Dataset records:
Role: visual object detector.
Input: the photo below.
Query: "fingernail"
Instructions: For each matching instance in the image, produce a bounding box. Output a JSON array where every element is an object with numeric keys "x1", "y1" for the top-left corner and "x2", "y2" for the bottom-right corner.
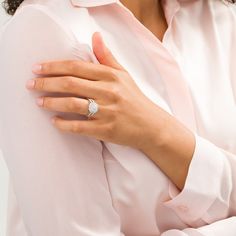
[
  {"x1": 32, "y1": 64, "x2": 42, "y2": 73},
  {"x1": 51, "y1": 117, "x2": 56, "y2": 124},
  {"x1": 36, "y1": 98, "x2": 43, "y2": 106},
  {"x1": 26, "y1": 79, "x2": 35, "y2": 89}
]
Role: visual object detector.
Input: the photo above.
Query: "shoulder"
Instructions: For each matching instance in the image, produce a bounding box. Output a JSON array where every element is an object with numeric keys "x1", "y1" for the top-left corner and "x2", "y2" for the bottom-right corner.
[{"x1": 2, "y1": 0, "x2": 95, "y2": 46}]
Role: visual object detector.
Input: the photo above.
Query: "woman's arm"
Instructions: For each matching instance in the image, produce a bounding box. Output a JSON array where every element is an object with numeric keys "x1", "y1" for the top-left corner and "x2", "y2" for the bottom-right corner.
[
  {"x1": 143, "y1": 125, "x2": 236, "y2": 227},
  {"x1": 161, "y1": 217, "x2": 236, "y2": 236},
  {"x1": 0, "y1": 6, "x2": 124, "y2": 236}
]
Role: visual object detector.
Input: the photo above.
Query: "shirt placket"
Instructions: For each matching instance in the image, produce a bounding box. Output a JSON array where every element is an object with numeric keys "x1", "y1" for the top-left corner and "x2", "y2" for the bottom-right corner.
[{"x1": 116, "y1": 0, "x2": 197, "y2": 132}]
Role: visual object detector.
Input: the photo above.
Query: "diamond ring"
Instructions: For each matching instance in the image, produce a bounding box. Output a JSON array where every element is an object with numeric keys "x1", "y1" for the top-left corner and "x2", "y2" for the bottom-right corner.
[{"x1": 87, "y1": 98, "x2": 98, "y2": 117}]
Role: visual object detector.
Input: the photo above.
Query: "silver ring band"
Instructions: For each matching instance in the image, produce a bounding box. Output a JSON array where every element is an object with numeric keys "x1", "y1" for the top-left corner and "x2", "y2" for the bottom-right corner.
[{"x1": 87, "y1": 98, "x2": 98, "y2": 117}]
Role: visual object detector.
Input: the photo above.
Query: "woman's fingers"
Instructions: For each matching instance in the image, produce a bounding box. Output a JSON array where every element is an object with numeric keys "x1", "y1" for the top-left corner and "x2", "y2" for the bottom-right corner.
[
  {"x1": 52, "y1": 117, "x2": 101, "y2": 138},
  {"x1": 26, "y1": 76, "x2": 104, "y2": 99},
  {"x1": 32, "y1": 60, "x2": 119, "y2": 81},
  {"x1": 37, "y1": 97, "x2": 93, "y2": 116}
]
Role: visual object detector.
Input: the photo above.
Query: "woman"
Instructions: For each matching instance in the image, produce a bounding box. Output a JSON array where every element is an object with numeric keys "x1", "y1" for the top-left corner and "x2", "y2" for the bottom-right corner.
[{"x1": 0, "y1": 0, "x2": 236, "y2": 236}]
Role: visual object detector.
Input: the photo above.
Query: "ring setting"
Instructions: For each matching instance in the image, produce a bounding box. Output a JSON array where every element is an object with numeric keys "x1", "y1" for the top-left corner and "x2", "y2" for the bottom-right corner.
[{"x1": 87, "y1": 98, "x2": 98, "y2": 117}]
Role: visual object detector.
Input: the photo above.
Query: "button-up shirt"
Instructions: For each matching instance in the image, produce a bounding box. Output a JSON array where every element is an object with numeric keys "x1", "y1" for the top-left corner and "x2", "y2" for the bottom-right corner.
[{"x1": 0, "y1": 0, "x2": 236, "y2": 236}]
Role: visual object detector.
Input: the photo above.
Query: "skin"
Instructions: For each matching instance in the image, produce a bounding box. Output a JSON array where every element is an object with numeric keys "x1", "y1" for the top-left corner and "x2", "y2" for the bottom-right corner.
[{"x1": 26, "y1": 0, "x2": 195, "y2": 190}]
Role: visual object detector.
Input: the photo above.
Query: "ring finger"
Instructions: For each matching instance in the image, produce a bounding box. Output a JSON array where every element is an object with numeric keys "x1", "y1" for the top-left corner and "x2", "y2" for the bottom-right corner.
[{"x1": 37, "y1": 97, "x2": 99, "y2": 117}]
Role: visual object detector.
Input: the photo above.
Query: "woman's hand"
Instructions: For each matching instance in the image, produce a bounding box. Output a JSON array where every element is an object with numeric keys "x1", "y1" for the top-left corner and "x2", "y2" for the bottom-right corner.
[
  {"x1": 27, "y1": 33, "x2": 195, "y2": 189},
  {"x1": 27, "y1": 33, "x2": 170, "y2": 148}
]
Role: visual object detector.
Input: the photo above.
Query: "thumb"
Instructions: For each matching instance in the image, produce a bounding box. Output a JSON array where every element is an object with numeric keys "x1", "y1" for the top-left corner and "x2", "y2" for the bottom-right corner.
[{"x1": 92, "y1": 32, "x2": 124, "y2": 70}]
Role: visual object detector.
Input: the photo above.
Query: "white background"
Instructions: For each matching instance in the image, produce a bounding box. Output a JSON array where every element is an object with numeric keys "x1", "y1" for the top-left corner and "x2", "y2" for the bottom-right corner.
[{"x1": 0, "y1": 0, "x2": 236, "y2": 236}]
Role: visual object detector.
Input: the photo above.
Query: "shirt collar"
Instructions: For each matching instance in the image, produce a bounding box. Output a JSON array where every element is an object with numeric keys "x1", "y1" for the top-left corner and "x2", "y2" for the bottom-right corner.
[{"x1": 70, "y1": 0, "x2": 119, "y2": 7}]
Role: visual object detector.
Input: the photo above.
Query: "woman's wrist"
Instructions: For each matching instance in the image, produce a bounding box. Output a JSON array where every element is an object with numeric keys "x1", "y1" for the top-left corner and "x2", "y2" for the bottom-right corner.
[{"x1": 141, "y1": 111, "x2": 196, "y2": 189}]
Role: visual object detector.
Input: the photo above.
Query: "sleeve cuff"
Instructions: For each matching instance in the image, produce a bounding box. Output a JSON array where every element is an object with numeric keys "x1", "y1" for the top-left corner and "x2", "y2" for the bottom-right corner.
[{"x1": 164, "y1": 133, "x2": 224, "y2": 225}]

Short task: Restate the entire listing word for word, excluding pictures.

Exercise output:
Role: visual object detector.
Input: the photo below.
Query: "fingernail"
Instructions: For each matching instance in the image, produce a bounding box. Output a JSON array where every element is an object with numeric keys "x1", "y1" for the top-left corner and "x2", "y2" for the bottom-right corner.
[
  {"x1": 32, "y1": 64, "x2": 42, "y2": 73},
  {"x1": 51, "y1": 117, "x2": 56, "y2": 124},
  {"x1": 36, "y1": 98, "x2": 43, "y2": 106},
  {"x1": 26, "y1": 79, "x2": 35, "y2": 89}
]
Role: visual object detector.
Input: the photo above.
Query: "shoulder"
Instructions: For each matching instance in the image, produce a bounding box. Output a JSON array where every element is an object with numeric keys "x1", "y1" for the top-left corner and "x2", "y2" for the bottom-right corner.
[{"x1": 2, "y1": 0, "x2": 95, "y2": 46}]
Role: visual object detector.
Input: the photo above.
Query: "woman's arm"
Instructions: For each matching instance in the image, produce a bounding box. Output a JSON array where every element is an object with numeric keys "x1", "y1" for the top-left corner and "x2", "y2" for the bottom-right corner.
[
  {"x1": 143, "y1": 125, "x2": 236, "y2": 227},
  {"x1": 161, "y1": 217, "x2": 236, "y2": 236},
  {"x1": 0, "y1": 6, "x2": 124, "y2": 236}
]
Role: visual object detector.
Input: the photo above.
Query: "shirt placket"
Instructions: For each matching instance in the image, produce a bounding box. Output a JSON array where every element is an object with numeric keys "x1", "y1" for the top-left corner and "x2", "y2" for the bottom-right corner.
[{"x1": 116, "y1": 0, "x2": 197, "y2": 132}]
Role: visual object detector.
Input: the photo above.
Query: "diamond ring"
Instructions: For each matching instance in the image, produce a bounding box. Output a JSON array where every element is an object with numeric keys "x1", "y1" for the top-left corner and "x2", "y2" for the bottom-right corner.
[{"x1": 87, "y1": 98, "x2": 98, "y2": 117}]
Role: visual object detector.
Input: the photo above.
Query: "silver ring band"
Instructions: For each matching instance in the image, produce a bounding box. Output a JSON array where every element is an object with numeric keys "x1", "y1" for the top-left corner and "x2", "y2" for the bottom-right corner.
[{"x1": 87, "y1": 98, "x2": 98, "y2": 117}]
Role: visual object detector.
Input: the photo above.
Query: "woman's fingers"
Instructions: For each matching instance in the image, produce a bounding box. Output a JSON array where every element is an object with numeric keys "x1", "y1" for the top-left corner and "x2", "y2" for the bottom-right corner.
[
  {"x1": 52, "y1": 117, "x2": 101, "y2": 138},
  {"x1": 26, "y1": 76, "x2": 104, "y2": 99},
  {"x1": 32, "y1": 60, "x2": 119, "y2": 81},
  {"x1": 37, "y1": 97, "x2": 93, "y2": 116}
]
Role: visual object detector.
Input: the photo above.
Query: "woman"
Instructions: For each matching instance in the image, produce a bounding box. Output a JSON array where every element is an object with numeric keys "x1", "y1" for the top-left corner and "x2", "y2" for the bottom-right corner.
[{"x1": 0, "y1": 0, "x2": 236, "y2": 236}]
Role: visual object detector.
Input: the photo above.
Query: "ring setting"
Instructions: For each matching instance in the image, produce a bounding box. Output a JSON array where every element is an object with numeric keys "x1", "y1" for the top-left corner and "x2", "y2" for the bottom-right corner.
[{"x1": 87, "y1": 98, "x2": 98, "y2": 117}]
Role: visual object detector.
Input: the photo above.
Query: "button-up shirt"
Instructions: For each matching instance in the image, produce a bounding box. Output a JSON array where every element is an object with numeric keys "x1", "y1" for the top-left corner and "x2", "y2" for the bottom-right corner.
[{"x1": 0, "y1": 0, "x2": 236, "y2": 236}]
Role: visual object detector.
Input: the photo above.
Query: "skin"
Instructions: For each matching instance in the image, produce a bounding box. Output a JSON array where every element is an object with numeric keys "x1", "y1" for the top-left corner and "x2", "y2" for the bottom-right corner.
[{"x1": 26, "y1": 0, "x2": 195, "y2": 190}]
Role: visual object detector.
Input: the photo above.
Query: "ring finger"
Instructions: For each matching instance in the image, produce a bounding box. Output a JSON array where every element is an object with numeric keys "x1", "y1" for the top-left corner and "x2", "y2" for the bottom-right corner.
[{"x1": 37, "y1": 97, "x2": 99, "y2": 117}]
Role: visual object detector.
Input: the photo above.
Query: "woman's hand"
Instructions: For each matching instance in the image, produce a bounding box. Output a JSON array where every element is an object with numeric keys "x1", "y1" for the top-left corner and "x2", "y2" for the bottom-right corner.
[
  {"x1": 27, "y1": 33, "x2": 195, "y2": 189},
  {"x1": 27, "y1": 33, "x2": 170, "y2": 148}
]
Role: visual object detector.
Input: the photo above.
Query: "thumb"
Instructions: For each matching instance in the image, produce a bounding box. Output a JSON array where every element is an object with numeric keys "x1", "y1" for the top-left corner and "x2", "y2" for the bottom-right corner.
[{"x1": 92, "y1": 32, "x2": 124, "y2": 70}]
Role: visual object detector.
Input: the photo above.
Query: "white background"
Instructions: For each matching instance in the image, produce a bounding box. Output a JSON array where every element is an object with numeric keys "x1", "y1" for the top-left corner and "x2", "y2" for the bottom-right corner.
[{"x1": 0, "y1": 0, "x2": 236, "y2": 236}]
Role: visual object detector.
Input: the photo above.
Query: "shirt collar"
Instructions: For each matching instance in the image, produce a bounding box. Output a JSON array where every element is an object with numeric keys "x1", "y1" for the top-left corner and "x2", "y2" for the bottom-right corner.
[{"x1": 70, "y1": 0, "x2": 119, "y2": 7}]
Role: visual object detector.
Input: the photo above.
Query: "woman's wrist"
Instructions: For each matching instance in the image, produce a bounding box. Output a JSON array where every element is an object with numeric keys "x1", "y1" for the top-left corner and "x2", "y2" for the bottom-right corner.
[{"x1": 141, "y1": 111, "x2": 196, "y2": 189}]
Role: visual object detector.
Input: the photo above.
Query: "sleeve cuff"
Instructions: For each matching instance in the image, produce a bounding box. Output a JSON array where every element is an object with numeric keys "x1", "y1" for the top-left corner and "x2", "y2" for the bottom-right corner.
[{"x1": 164, "y1": 133, "x2": 224, "y2": 225}]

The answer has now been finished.